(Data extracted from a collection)
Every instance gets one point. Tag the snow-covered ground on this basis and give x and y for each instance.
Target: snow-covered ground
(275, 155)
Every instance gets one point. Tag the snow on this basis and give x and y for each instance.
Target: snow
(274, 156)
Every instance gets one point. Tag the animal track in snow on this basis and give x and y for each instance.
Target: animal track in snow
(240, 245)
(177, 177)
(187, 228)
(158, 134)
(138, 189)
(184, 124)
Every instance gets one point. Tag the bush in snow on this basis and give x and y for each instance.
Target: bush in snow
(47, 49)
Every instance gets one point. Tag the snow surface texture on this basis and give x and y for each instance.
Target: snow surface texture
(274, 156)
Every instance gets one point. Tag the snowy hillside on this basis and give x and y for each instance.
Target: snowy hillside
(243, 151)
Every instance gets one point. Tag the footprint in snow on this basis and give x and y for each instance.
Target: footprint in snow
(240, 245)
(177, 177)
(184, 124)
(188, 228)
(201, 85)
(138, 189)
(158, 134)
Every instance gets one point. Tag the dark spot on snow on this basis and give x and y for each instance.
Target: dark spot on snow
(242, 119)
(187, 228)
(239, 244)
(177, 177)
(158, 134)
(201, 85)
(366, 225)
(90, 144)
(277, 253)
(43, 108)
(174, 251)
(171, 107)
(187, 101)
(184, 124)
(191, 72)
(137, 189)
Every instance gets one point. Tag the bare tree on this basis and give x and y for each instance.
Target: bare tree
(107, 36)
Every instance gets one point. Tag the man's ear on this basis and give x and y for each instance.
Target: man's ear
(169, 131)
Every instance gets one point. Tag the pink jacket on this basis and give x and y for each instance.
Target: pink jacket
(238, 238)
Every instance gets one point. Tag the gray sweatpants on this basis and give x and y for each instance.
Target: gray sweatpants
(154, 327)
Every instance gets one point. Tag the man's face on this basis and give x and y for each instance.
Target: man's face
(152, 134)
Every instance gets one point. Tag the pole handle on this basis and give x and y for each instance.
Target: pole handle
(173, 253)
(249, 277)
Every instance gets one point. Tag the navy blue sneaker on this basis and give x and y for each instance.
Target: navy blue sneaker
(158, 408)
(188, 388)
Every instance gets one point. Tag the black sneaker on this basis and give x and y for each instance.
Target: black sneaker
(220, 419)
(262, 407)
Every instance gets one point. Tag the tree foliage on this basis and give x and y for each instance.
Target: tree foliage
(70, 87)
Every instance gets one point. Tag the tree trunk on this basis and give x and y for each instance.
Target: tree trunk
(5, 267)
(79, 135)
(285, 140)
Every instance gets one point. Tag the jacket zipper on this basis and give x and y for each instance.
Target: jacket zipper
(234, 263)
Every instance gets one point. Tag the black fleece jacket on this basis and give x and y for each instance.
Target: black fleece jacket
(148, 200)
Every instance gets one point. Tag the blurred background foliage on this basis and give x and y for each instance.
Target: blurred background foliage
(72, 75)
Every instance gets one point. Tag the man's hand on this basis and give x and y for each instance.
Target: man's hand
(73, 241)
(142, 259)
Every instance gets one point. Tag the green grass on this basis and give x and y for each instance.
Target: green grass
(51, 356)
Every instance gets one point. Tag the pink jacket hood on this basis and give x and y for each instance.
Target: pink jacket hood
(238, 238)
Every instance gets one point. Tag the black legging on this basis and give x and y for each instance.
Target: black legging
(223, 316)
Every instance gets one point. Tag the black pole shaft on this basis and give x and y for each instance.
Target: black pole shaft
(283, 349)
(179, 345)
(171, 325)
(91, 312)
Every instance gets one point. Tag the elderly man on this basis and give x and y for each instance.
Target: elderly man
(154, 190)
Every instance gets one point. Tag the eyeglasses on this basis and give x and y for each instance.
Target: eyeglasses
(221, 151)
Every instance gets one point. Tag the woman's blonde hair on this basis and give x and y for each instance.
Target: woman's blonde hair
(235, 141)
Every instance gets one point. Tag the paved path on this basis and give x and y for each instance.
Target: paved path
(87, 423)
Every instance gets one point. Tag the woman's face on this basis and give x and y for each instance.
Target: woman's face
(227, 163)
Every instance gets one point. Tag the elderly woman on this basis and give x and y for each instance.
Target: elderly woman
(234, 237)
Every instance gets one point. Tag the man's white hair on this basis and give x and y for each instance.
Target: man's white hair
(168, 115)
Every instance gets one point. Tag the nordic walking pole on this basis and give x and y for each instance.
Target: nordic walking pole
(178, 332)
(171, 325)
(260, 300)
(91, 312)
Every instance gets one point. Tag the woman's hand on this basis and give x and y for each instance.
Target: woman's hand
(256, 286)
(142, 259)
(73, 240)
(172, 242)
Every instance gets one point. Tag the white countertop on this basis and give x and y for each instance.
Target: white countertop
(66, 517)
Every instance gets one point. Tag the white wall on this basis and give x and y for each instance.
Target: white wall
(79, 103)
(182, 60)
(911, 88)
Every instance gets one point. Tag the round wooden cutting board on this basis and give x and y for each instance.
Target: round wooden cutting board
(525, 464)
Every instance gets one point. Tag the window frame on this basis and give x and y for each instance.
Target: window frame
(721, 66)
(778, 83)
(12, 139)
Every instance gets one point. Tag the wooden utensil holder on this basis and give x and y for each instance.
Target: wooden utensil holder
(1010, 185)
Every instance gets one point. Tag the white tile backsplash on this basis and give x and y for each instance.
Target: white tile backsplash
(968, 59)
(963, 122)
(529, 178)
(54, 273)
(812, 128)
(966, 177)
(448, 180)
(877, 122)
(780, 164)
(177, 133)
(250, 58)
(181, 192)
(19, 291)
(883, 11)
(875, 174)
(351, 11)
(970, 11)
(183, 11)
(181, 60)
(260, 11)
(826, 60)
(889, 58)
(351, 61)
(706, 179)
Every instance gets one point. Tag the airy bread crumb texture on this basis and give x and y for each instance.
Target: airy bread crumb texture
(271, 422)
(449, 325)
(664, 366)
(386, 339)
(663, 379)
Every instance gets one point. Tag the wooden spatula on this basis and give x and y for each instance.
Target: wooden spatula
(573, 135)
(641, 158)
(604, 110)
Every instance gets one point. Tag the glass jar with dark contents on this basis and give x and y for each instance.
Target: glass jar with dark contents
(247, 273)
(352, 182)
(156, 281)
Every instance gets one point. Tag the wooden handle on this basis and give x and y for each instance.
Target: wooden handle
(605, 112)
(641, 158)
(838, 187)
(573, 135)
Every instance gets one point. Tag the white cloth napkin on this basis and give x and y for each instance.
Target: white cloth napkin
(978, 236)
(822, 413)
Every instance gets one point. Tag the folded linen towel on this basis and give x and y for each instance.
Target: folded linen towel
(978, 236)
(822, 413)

* [What you will do]
Write out the complete set of records exactly as given.

* [Result of this task]
Every instance gets one point. Tag the snow-covered ground on this basis and give x and y for each instance.
Target: snow-covered ground
(275, 155)
Every instance gets one point. Tag the snow on this basis and give x and y for each instance.
Target: snow
(274, 156)
Every instance gets one point. Tag the animal track in snow on this basis and give x and y for each instance.
Target: animal track in snow
(240, 245)
(177, 177)
(187, 228)
(158, 134)
(138, 189)
(184, 124)
Every instance gets one point. Tag the bush in snow on this basis and give x and y for each instance.
Target: bush in snow
(47, 49)
Every instance gets one point. Tag the snow surface texture on this basis and give x and y for each instance.
Target: snow surface texture
(274, 156)
Every instance gets one point. Tag the snowy hillside on this basis and give x and y for each instance.
Target: snowy hillside
(243, 151)
Every instance gets one point. Tag the footprint in snow on this basis and give x and y for each instance.
Target: footprint in snow
(240, 245)
(177, 177)
(184, 124)
(188, 228)
(201, 85)
(138, 189)
(158, 134)
Every instance gets one point. Tag the dark spot on snow on this basis and give x and y for each instance.
Target: dark spot on snow
(242, 119)
(187, 228)
(239, 244)
(177, 177)
(158, 134)
(201, 85)
(366, 225)
(90, 144)
(277, 253)
(43, 108)
(174, 251)
(171, 107)
(187, 101)
(184, 124)
(191, 72)
(137, 189)
Every instance gets one point. Tag the bare tree on this basis and give x and y for each instance.
Target: bare tree
(107, 36)
Every instance gets one point. Tag the man's ear on this basis and give x and y for each instance.
Target: man's ear
(169, 131)
Every instance gets one point. Tag the pink jacket on this basis and give x and y for each instance.
Target: pink jacket
(238, 238)
Every instance gets one point. Tag the gray sweatpants on this basis and give x and y for each instance.
Target: gray sweatpants
(154, 327)
Every instance gets one point. Tag the man's face on this basis and give x and y for each instance.
Target: man's face
(152, 134)
Every instance gets one point. Tag the pole handle on this basis and give x and y for each instance.
Target: pole handle
(173, 253)
(249, 277)
Every instance gets one point. Tag the navy blue sneaker on this basis and give x and y for each instance.
Target: navy blue sneaker
(158, 408)
(188, 388)
Every instance gets one point. Tag the black sneaker on this basis and give x and y for each instance.
Target: black sneaker
(220, 419)
(262, 407)
Every instance gets one point. Tag the tree foliage on this basis and give x and y for each instance.
Target: tree foliage
(70, 87)
Every instance gets one point. Tag the tree trunk on this basis and give x and y for each instance.
Target: tree trunk
(5, 267)
(79, 135)
(285, 140)
Every instance gets one point. Tag the jacket zipper on this basis and give x and y for each instance.
Target: jacket zipper
(234, 263)
Every instance gets one point. Tag the black fleece jacket on this basis and give x and y for each instance.
Target: black fleece jacket
(148, 200)
Every instance gets one point. Tag the blurred background foliage on this basis and give x and y for each instance.
Target: blurred background foliage
(72, 75)
Every instance gets one point. Tag the man's hand on this basis and give x and y for each instance.
Target: man's hand
(73, 241)
(142, 259)
Every instance gets one point. Tag the green grass on this basis and give x and y for each instance.
Target: green grass
(51, 356)
Every instance gets one point. Tag the pink jacket hood on this basis and give x and y for each instance.
Target: pink jacket hood
(238, 238)
Every instance gets one point. Tag the black legging on this basis and give x and y for each instance.
Target: black legging
(223, 316)
Every instance gets one point. Tag the black pole shaft on this basis and give x and y for each instance.
Target: black pole shaft
(283, 349)
(179, 345)
(171, 325)
(91, 312)
Every instance gets one point. Tag the elderly man on this basis and give x and y for each instance.
Target: elderly man
(154, 190)
Every instance gets one point. Tag the eyeglasses on this basis and give x and y for each instance.
Target: eyeglasses
(221, 151)
Every instance gets one point. Tag the woman's blonde hair on this basis and give x and y for each instance.
Target: woman's blonde hair
(235, 141)
Every instance gets one point. Tag the paved path on this basis and give x and y for each instance.
Target: paved path
(87, 423)
Every instance gets one point. Tag the woman's face on this basis and give x and y for each instance.
Target: woman's face
(227, 163)
Every instance gets one point. Tag the elderly woman on this basis and give x and y for each instance.
Target: elderly woman
(234, 237)
Every instance gets one point. Tag the man's white hair on this basis and give x and y for each instance.
Target: man's white hair
(168, 115)
Every instance gets one point. Tag the nordic walking pole on this basis and give x and y for each instance.
Target: nordic walking pole
(178, 332)
(171, 325)
(260, 300)
(91, 312)
Every instance gets one point. Tag the woman's hand on this basis and give x and y for each instance.
Target: woman's hand
(256, 286)
(142, 259)
(73, 240)
(172, 242)
Every instance gets one point. Tag the white countertop on this basis and give x and y for each instance.
Target: white countertop
(66, 517)
Every instance gets one point. Tag the white wall on this basis and give x and y for each instance.
Target: white wall
(79, 103)
(182, 60)
(911, 88)
Every instance gets one point. Tag the round wooden cutting board on this basis and give x and y for each instance.
Target: round wooden cutting board
(525, 464)
Every instance gets one point. Tag the window frame on this basis and give x and y for each instance.
Target: window frame
(721, 66)
(778, 83)
(12, 139)
Every instance gets one point. Tag the wooden utensil holder on this basis and give x and y for each instance.
Target: wooden utensil holder
(1010, 185)
Every instance gets one point. Tag the white tile backsplash on this basis and give x and y for each instance.
Target: white tile backsplash
(968, 59)
(963, 122)
(529, 178)
(54, 273)
(812, 128)
(966, 177)
(448, 180)
(877, 122)
(780, 164)
(177, 133)
(250, 58)
(181, 192)
(19, 291)
(883, 11)
(875, 174)
(351, 11)
(970, 11)
(183, 11)
(181, 60)
(260, 11)
(826, 60)
(889, 58)
(351, 61)
(706, 179)
Every instance gets one point. Tag the airy bread crumb texture on this basis and give x and y for each instance.
Target: airy bread crumb texture
(271, 422)
(449, 325)
(664, 366)
(386, 339)
(663, 379)
Every instance gets one point. Tag the wooden spatula on this basis and give x and y for each instance.
Target: wooden spatula
(573, 135)
(641, 158)
(604, 110)
Every instance gets one point. Tag the glass jar with dark contents on this basis and give x and y for each instance.
Target: glass jar with dark contents
(247, 273)
(352, 182)
(156, 281)
Every instance gets one point. Tag the wooden handle on this basis and give x and y for each instance.
Target: wooden handle
(605, 112)
(641, 158)
(838, 187)
(573, 135)
Every instance gets one point. Tag the white cloth napkin on this basis and give x and y for each instance.
Target: white cloth napkin
(978, 236)
(822, 413)
Every instance gets one point. Tag the folded linen towel on this basis and give x and y for each instance.
Target: folded linen towel
(978, 236)
(822, 413)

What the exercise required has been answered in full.